**WRITTEN INSTRUCTION**
Which of the lines below contain the word "window"? Gather every one of them, counting uppercase and lowercase as different.

**ITEMS**
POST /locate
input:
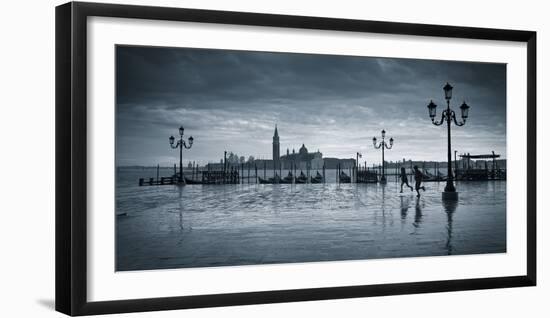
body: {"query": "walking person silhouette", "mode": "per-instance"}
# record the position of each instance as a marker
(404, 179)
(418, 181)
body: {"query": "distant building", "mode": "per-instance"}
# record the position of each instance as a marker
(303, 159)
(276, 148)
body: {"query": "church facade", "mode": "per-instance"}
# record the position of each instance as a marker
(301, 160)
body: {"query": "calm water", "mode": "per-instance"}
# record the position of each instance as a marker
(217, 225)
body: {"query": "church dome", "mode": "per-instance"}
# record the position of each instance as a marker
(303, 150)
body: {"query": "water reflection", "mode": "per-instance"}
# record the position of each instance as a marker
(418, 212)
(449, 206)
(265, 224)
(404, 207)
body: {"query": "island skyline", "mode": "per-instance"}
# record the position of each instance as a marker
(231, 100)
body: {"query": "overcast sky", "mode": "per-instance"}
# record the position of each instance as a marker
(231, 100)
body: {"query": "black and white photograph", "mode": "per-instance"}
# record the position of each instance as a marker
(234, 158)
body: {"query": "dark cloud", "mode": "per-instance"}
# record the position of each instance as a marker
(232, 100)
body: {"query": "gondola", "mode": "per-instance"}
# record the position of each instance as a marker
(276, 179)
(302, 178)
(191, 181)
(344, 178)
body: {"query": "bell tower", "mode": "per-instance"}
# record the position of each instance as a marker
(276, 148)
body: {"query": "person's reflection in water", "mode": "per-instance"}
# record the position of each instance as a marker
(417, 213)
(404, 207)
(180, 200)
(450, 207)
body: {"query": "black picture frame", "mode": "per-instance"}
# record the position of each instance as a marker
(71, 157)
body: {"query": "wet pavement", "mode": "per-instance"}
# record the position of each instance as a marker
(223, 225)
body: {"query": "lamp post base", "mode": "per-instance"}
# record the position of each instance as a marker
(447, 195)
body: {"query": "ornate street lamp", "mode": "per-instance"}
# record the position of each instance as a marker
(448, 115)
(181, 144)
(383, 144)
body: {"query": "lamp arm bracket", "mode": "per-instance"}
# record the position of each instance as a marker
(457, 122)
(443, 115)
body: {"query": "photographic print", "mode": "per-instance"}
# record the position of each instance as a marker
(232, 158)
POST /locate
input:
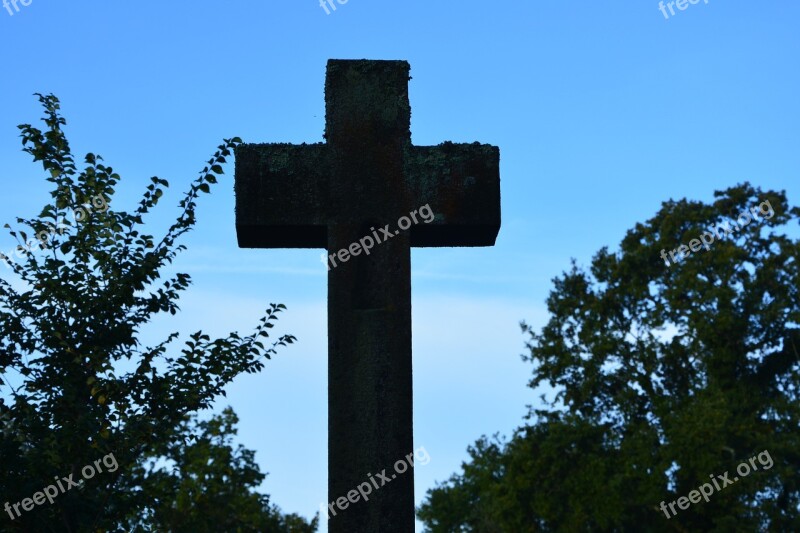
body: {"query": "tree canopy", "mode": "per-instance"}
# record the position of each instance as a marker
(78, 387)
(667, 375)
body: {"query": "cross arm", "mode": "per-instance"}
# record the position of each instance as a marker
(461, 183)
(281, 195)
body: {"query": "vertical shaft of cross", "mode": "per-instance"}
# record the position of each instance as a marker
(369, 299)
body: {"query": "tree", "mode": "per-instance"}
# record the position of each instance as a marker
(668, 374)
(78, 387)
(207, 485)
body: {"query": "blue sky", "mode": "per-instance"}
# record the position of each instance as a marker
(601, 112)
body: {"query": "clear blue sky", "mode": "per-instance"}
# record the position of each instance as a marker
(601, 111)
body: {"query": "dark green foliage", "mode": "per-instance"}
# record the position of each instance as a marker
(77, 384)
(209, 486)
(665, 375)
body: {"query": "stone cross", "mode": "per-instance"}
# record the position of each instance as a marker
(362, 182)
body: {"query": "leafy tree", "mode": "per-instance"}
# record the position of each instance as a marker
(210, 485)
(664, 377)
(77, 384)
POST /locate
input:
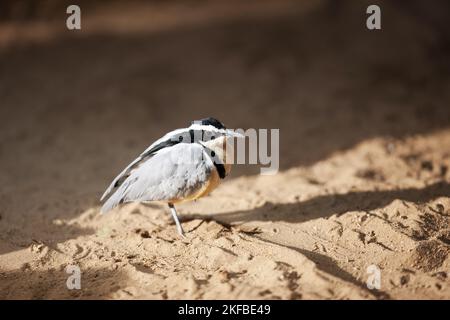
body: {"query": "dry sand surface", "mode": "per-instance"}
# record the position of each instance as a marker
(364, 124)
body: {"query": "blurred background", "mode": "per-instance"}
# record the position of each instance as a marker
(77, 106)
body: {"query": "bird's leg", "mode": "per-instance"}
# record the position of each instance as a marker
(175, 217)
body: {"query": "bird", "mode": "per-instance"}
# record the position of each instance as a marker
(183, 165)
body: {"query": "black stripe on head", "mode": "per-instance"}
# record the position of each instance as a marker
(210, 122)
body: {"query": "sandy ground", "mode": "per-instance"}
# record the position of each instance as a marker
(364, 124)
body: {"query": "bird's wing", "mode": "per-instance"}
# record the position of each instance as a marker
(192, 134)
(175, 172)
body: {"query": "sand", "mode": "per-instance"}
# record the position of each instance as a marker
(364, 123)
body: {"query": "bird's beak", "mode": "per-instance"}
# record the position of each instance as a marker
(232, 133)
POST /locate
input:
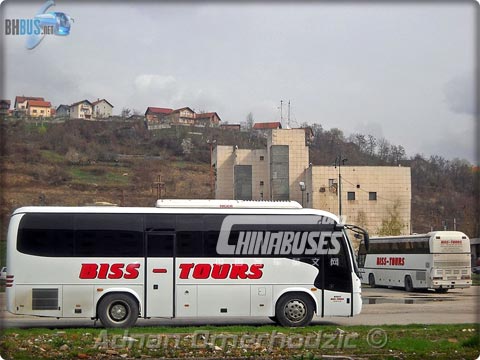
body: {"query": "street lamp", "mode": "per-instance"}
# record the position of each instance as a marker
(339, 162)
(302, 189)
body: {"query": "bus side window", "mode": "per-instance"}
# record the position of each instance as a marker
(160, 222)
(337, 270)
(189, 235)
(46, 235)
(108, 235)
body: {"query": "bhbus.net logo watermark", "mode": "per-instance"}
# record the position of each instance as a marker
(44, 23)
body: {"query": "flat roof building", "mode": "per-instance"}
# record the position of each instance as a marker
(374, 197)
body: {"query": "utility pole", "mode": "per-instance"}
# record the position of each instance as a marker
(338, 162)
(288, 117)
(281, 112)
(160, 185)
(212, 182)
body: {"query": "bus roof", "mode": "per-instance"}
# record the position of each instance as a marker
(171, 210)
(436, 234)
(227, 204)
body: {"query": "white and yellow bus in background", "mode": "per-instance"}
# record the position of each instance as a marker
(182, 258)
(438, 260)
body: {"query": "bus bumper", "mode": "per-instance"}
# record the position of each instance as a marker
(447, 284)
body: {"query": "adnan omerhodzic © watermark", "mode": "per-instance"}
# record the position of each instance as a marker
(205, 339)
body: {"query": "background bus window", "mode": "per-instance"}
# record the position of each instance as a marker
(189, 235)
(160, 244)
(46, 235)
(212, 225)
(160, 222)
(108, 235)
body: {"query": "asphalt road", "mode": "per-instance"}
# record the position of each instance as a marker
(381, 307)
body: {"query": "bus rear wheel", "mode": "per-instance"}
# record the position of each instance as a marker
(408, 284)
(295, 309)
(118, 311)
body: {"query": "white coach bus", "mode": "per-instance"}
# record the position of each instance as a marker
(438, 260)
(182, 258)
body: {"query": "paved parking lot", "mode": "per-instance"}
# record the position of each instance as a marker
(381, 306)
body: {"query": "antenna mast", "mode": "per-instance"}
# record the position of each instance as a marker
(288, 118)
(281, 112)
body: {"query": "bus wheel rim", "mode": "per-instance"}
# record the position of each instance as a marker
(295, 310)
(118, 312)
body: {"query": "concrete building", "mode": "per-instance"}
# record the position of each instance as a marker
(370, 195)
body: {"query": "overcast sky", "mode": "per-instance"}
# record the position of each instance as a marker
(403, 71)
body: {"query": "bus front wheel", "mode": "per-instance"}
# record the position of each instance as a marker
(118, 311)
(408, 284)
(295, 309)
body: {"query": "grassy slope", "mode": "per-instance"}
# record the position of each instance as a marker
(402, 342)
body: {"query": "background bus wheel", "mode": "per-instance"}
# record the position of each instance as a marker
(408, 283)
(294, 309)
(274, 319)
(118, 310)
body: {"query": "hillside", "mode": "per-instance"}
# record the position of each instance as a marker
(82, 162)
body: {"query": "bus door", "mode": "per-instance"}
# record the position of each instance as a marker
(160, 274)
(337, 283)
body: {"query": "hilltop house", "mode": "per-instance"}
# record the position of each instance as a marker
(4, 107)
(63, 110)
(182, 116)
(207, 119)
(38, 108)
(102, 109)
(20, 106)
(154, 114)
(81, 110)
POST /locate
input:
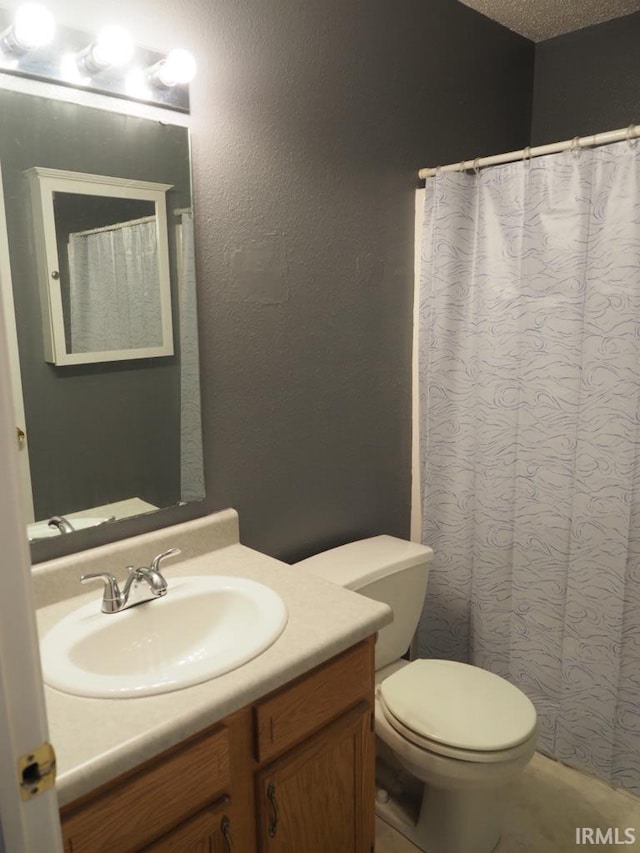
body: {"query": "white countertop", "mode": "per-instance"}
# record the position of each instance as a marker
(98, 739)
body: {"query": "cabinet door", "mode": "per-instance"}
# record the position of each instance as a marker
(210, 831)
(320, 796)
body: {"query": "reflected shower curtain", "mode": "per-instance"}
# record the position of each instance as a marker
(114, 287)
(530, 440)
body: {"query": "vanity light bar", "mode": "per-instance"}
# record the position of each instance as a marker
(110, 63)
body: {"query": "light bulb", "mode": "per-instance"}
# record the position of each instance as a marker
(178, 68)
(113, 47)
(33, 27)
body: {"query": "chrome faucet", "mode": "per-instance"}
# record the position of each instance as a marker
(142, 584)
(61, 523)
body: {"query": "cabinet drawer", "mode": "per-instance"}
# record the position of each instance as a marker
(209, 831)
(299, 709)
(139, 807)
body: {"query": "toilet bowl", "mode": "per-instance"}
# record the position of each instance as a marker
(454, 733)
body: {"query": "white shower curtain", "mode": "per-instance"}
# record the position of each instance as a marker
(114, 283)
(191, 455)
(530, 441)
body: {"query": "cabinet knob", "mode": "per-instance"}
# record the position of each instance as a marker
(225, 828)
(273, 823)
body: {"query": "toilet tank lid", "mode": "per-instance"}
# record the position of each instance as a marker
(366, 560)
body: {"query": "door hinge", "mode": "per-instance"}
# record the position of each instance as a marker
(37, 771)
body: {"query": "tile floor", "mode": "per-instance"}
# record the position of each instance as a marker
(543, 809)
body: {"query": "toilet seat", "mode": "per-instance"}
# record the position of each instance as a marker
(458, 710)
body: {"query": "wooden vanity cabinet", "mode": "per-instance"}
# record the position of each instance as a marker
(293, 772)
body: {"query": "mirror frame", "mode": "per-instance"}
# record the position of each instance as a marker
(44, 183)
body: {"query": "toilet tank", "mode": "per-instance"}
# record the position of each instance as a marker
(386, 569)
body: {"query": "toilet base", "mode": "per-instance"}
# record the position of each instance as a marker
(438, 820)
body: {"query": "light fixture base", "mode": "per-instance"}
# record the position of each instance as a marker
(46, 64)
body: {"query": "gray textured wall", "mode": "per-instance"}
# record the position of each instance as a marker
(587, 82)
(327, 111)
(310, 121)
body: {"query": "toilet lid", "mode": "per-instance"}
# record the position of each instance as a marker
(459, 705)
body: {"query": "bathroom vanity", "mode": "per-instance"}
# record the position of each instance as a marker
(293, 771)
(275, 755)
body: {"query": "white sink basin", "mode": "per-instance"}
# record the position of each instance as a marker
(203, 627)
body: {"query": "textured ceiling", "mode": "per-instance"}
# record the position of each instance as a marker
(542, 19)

**RESPONSE**
body: {"query": "bus side window", "mode": "per-instance"}
body: {"query": "background bus window", "mode": "per-instance"}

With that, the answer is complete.